● **INPUT MATERIAL**:
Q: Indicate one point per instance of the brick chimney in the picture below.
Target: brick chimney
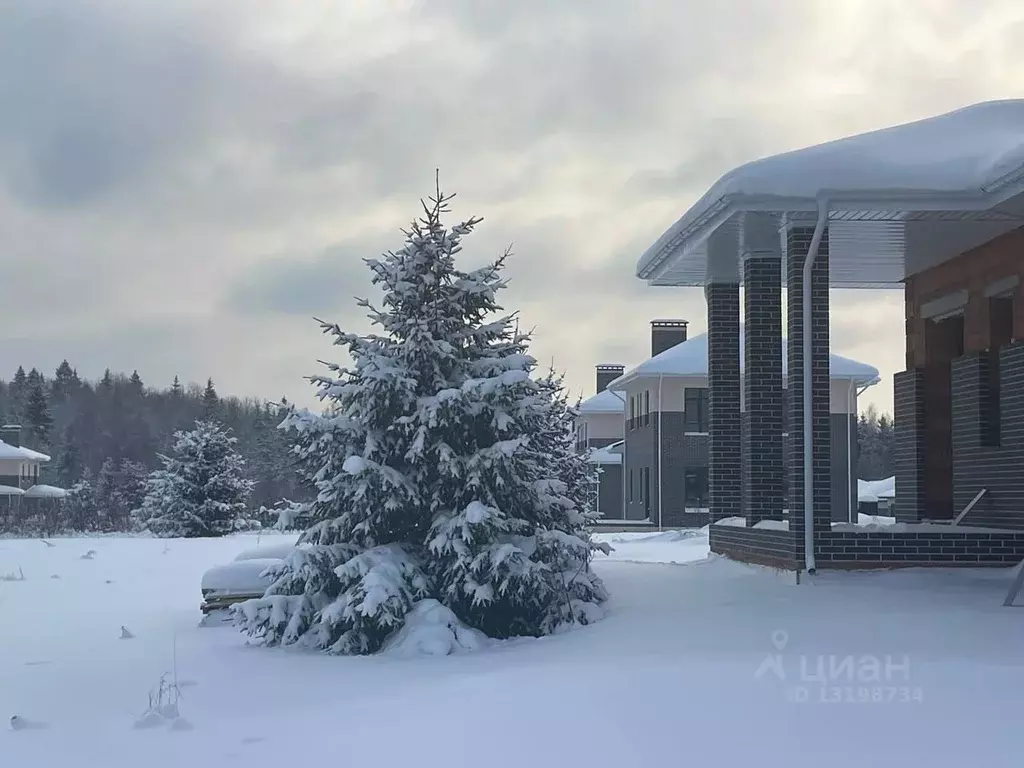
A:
(11, 434)
(666, 334)
(607, 373)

● **TASK STATEMENT**: Copy all of the data above line for line, and leave out the picture.

● **ANSWER TO THIS EXERCISE**:
Q: Indicate one point per instance of the brick chimney in the picture below.
Target: brick chimney
A:
(11, 434)
(666, 334)
(607, 373)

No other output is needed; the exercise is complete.